## PROMPT
Drop all images. Then write out each line below exactly as given.

## RECORDS FOR THE TASK
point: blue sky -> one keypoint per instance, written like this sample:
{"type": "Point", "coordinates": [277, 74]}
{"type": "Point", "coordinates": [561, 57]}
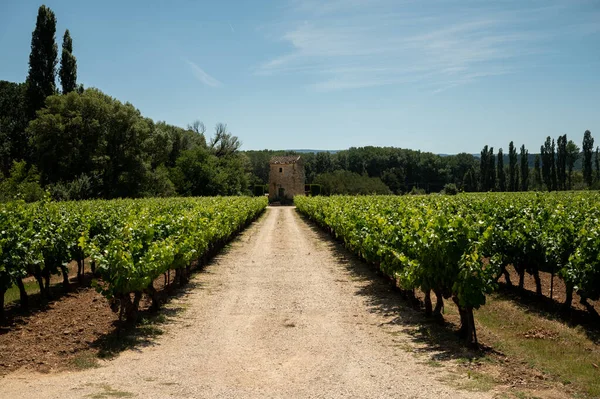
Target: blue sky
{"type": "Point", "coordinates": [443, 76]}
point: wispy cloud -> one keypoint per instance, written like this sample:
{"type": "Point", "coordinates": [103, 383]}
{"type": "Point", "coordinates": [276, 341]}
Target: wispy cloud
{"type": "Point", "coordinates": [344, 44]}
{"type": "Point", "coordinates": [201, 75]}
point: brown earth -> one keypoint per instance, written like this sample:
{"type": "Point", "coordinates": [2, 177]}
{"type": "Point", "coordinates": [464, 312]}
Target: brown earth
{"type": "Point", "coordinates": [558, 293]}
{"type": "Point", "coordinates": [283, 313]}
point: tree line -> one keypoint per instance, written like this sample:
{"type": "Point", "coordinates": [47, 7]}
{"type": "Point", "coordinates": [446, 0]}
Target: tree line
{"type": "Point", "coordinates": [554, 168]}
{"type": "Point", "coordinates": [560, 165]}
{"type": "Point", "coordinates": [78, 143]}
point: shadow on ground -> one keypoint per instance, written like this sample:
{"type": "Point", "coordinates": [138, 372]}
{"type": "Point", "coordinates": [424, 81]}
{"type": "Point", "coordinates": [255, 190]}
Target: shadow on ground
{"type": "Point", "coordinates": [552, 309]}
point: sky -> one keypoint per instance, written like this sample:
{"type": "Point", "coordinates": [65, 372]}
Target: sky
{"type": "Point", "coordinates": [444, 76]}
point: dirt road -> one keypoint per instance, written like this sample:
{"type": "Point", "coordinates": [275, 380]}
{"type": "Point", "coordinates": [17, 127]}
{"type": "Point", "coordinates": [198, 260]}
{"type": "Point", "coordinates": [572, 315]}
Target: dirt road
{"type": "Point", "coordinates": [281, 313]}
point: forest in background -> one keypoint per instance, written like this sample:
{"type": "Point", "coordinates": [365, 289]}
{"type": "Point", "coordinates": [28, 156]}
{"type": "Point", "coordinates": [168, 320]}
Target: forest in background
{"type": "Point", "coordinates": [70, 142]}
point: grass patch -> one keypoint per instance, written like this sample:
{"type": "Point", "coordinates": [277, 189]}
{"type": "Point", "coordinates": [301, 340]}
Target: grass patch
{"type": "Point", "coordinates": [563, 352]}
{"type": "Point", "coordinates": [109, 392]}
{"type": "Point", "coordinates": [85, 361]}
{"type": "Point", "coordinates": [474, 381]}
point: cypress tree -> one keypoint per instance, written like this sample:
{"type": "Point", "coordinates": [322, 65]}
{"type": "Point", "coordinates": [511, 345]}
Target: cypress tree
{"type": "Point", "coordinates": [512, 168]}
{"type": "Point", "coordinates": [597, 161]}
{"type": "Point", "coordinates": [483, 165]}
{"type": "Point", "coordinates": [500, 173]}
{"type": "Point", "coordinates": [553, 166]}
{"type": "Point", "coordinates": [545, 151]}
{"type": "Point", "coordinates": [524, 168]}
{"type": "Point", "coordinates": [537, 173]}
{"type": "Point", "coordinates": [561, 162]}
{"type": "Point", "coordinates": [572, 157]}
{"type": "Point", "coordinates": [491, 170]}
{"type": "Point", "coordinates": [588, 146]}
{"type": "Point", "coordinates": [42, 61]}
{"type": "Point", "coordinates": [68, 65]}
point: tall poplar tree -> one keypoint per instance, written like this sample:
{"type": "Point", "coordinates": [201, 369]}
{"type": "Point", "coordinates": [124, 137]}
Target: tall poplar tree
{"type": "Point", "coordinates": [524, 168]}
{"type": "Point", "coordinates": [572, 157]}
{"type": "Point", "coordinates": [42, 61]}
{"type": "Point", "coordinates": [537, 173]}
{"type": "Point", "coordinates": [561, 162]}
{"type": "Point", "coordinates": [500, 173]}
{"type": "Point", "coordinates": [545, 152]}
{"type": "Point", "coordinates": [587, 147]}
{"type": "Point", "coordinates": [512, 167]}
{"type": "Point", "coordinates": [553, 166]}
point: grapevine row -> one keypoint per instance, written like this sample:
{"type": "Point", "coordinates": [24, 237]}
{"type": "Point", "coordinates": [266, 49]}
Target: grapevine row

## FINISHED TASK
point: blue sky -> one keypoint per instance, written like this sample:
{"type": "Point", "coordinates": [277, 74]}
{"type": "Point", "coordinates": [561, 57]}
Target: blue sky
{"type": "Point", "coordinates": [443, 76]}
point: wispy cloud -> one keypoint per instance, written like this sample:
{"type": "Point", "coordinates": [103, 383]}
{"type": "Point", "coordinates": [276, 341]}
Target: wispy cloud
{"type": "Point", "coordinates": [344, 44]}
{"type": "Point", "coordinates": [201, 75]}
point: brown earth -> one keypoint per instance, written like this sample:
{"type": "Point", "coordinates": [2, 177]}
{"type": "Point", "coordinates": [464, 312]}
Target: brown earth
{"type": "Point", "coordinates": [558, 293]}
{"type": "Point", "coordinates": [283, 313]}
point: tree line -> one keypoint per instance, written like this sample:
{"type": "Point", "coordinates": [47, 7]}
{"type": "Point", "coordinates": [446, 0]}
Target: tree line
{"type": "Point", "coordinates": [554, 168]}
{"type": "Point", "coordinates": [560, 165]}
{"type": "Point", "coordinates": [78, 143]}
point: shadow on ground -> one keypoint per instance, written like this sample:
{"type": "Point", "coordinates": [138, 372]}
{"type": "Point", "coordinates": [424, 81]}
{"type": "Point", "coordinates": [255, 190]}
Target: shadow on ground
{"type": "Point", "coordinates": [552, 309]}
point: sky -> one keypoint per instance, written like this sample:
{"type": "Point", "coordinates": [65, 372]}
Target: sky
{"type": "Point", "coordinates": [444, 76]}
point: dirt road -> one keypoint per instance, written like this sample:
{"type": "Point", "coordinates": [275, 380]}
{"type": "Point", "coordinates": [17, 127]}
{"type": "Point", "coordinates": [198, 260]}
{"type": "Point", "coordinates": [572, 315]}
Target: dirt road
{"type": "Point", "coordinates": [281, 313]}
point: forest in background -> one keypoint per instance, written like this sample:
{"type": "Point", "coordinates": [365, 289]}
{"type": "Point", "coordinates": [28, 156]}
{"type": "Point", "coordinates": [168, 320]}
Target: forest in background
{"type": "Point", "coordinates": [70, 142]}
point: grass patch -> one keypoint per instance, written like this sample:
{"type": "Point", "coordinates": [277, 189]}
{"type": "Point", "coordinates": [301, 340]}
Target: grass patch
{"type": "Point", "coordinates": [563, 352]}
{"type": "Point", "coordinates": [109, 392]}
{"type": "Point", "coordinates": [85, 361]}
{"type": "Point", "coordinates": [474, 381]}
point: cypress tree -> one keypoint per instance, written like this sample:
{"type": "Point", "coordinates": [322, 65]}
{"type": "Point", "coordinates": [511, 345]}
Target: cypress tree
{"type": "Point", "coordinates": [512, 168]}
{"type": "Point", "coordinates": [597, 161]}
{"type": "Point", "coordinates": [483, 165]}
{"type": "Point", "coordinates": [500, 173]}
{"type": "Point", "coordinates": [553, 166]}
{"type": "Point", "coordinates": [545, 151]}
{"type": "Point", "coordinates": [524, 168]}
{"type": "Point", "coordinates": [537, 173]}
{"type": "Point", "coordinates": [561, 162]}
{"type": "Point", "coordinates": [572, 157]}
{"type": "Point", "coordinates": [491, 170]}
{"type": "Point", "coordinates": [588, 146]}
{"type": "Point", "coordinates": [42, 61]}
{"type": "Point", "coordinates": [68, 65]}
point: tall poplar tree -> one keypoint per instance, written like this sample:
{"type": "Point", "coordinates": [201, 369]}
{"type": "Point", "coordinates": [124, 137]}
Target: tall poplar tree
{"type": "Point", "coordinates": [524, 168]}
{"type": "Point", "coordinates": [572, 157]}
{"type": "Point", "coordinates": [42, 61]}
{"type": "Point", "coordinates": [537, 173]}
{"type": "Point", "coordinates": [561, 162]}
{"type": "Point", "coordinates": [500, 173]}
{"type": "Point", "coordinates": [545, 152]}
{"type": "Point", "coordinates": [587, 147]}
{"type": "Point", "coordinates": [512, 167]}
{"type": "Point", "coordinates": [553, 166]}
point: grapevine row -> one keypoint per instance, written like this sample:
{"type": "Point", "coordinates": [24, 237]}
{"type": "Point", "coordinates": [266, 49]}
Target: grapevine row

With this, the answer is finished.